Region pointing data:
[Start of section]

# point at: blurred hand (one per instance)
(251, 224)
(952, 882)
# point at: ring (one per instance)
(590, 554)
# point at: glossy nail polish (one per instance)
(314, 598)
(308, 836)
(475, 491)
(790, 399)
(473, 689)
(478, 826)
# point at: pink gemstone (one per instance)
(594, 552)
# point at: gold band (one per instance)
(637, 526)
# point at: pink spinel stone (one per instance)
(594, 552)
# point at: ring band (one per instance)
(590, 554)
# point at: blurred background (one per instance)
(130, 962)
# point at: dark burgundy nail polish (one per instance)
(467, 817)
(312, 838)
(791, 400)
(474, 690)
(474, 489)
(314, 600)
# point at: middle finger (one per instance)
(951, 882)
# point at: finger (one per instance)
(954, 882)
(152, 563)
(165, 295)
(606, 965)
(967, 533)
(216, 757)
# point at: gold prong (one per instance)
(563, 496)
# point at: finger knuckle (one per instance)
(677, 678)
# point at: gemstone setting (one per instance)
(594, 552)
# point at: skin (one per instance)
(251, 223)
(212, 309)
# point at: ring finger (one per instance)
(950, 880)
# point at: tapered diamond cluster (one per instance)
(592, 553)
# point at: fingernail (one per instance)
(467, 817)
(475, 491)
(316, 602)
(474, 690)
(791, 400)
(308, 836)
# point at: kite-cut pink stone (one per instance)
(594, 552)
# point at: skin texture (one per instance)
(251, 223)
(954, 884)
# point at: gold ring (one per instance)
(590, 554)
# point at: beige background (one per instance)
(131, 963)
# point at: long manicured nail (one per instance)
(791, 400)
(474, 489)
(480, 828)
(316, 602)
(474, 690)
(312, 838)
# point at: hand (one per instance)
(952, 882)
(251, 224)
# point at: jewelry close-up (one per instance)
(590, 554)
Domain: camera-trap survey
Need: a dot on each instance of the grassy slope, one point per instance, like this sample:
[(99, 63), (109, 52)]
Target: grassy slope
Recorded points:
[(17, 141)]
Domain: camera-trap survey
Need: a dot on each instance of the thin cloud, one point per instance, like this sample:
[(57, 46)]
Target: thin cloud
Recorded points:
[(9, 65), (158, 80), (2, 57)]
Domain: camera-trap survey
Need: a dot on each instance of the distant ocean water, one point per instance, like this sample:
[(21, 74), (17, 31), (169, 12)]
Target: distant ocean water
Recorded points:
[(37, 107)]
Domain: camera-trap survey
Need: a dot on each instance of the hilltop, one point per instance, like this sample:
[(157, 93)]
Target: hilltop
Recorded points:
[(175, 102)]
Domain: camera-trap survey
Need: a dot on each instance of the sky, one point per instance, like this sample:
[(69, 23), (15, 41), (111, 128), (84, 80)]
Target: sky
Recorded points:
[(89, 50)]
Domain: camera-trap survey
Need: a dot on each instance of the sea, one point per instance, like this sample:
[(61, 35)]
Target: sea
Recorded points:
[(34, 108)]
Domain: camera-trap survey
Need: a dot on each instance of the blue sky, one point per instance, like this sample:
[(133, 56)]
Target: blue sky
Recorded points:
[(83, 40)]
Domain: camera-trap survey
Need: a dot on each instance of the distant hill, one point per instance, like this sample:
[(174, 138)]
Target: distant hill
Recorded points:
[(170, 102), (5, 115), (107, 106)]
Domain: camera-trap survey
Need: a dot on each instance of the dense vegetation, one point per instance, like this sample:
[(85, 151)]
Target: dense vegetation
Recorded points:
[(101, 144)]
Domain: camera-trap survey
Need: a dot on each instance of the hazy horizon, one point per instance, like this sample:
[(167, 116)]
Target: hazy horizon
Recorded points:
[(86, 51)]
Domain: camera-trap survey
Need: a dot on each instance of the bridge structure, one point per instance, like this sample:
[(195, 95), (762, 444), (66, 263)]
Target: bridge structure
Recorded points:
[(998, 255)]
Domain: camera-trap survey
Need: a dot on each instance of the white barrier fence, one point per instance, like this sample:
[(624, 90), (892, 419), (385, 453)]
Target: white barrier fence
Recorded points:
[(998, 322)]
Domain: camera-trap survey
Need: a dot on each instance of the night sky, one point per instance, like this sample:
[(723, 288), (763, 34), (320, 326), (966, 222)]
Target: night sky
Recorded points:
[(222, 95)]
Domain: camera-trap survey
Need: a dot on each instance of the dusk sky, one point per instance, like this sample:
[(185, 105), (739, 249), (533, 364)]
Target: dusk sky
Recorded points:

[End of section]

From the data above, gather every line that includes the word "hazy".

Exercise solution:
Need: a dot on each instance of the hazy horizon, one point per instance, like this sample:
Target: hazy horizon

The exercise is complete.